— start —
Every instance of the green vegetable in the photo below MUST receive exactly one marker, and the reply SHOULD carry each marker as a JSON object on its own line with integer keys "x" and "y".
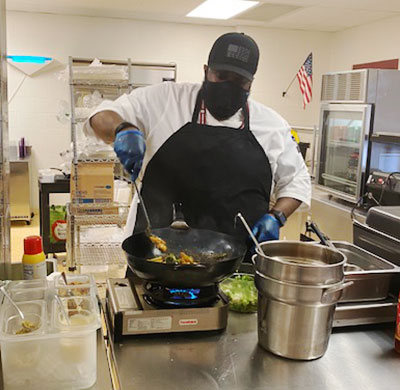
{"x": 241, "y": 292}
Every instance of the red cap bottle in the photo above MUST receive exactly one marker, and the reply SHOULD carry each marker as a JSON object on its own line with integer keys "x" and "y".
{"x": 33, "y": 245}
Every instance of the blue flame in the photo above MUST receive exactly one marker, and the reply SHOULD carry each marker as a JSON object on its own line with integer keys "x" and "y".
{"x": 184, "y": 293}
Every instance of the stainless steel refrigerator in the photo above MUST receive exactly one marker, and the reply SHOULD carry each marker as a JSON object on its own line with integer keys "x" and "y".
{"x": 358, "y": 109}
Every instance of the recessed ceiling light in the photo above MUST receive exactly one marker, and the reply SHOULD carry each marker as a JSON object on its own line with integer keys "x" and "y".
{"x": 221, "y": 9}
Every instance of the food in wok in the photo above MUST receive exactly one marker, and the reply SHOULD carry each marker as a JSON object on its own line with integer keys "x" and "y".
{"x": 158, "y": 242}
{"x": 170, "y": 258}
{"x": 183, "y": 257}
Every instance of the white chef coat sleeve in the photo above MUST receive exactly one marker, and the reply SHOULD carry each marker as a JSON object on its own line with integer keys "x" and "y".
{"x": 142, "y": 107}
{"x": 292, "y": 179}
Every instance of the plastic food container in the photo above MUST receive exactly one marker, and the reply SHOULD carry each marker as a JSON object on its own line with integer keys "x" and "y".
{"x": 28, "y": 290}
{"x": 78, "y": 285}
{"x": 56, "y": 353}
{"x": 241, "y": 292}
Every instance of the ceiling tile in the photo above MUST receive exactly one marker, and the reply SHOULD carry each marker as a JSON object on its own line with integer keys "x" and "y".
{"x": 298, "y": 3}
{"x": 371, "y": 5}
{"x": 265, "y": 12}
{"x": 326, "y": 18}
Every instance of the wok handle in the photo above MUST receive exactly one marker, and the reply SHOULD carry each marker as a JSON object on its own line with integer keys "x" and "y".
{"x": 178, "y": 267}
{"x": 324, "y": 239}
{"x": 178, "y": 219}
— end —
DO THIS:
Rewrite only the lines from the one containing "Every instance of the food" through the end of the records, requests included, and shift every x and y coordinate in the answers by adding 150.

THE SOLUTION:
Every instance of the food in wok in the photo above MUST receive exactly one marker, and the reply SHOULD carry each marker as a JSON object on its own line with integer keys "x" and "y".
{"x": 308, "y": 392}
{"x": 320, "y": 408}
{"x": 333, "y": 407}
Every instance of the white chef coat sleeve in the photo above MUST receive exactly one marker, and the reply SHOULD carry each marker as a JSON object on its own line with integer keys "x" and "y".
{"x": 292, "y": 257}
{"x": 442, "y": 329}
Every instance of the plastic food container in the photo above MUST receive exactly one marker, and the reply SHOULD carry each marker as a JSON object on its own line with integer keys "x" and "y".
{"x": 178, "y": 440}
{"x": 228, "y": 435}
{"x": 206, "y": 503}
{"x": 391, "y": 442}
Every instance of the ceiling tile in the photo above MUST receive exactly one marker, and the reply SHOULD carry each marker as a JSON object on its own line with integer keys "x" and "y".
{"x": 448, "y": 153}
{"x": 521, "y": 155}
{"x": 415, "y": 162}
{"x": 476, "y": 168}
Every instance of the wok handle in the photo above MUST receive exactly one marker, and the reply SHOULD carry each marker as a JSON object on its own line with integer keys "x" and "y".
{"x": 328, "y": 417}
{"x": 474, "y": 389}
{"x": 328, "y": 369}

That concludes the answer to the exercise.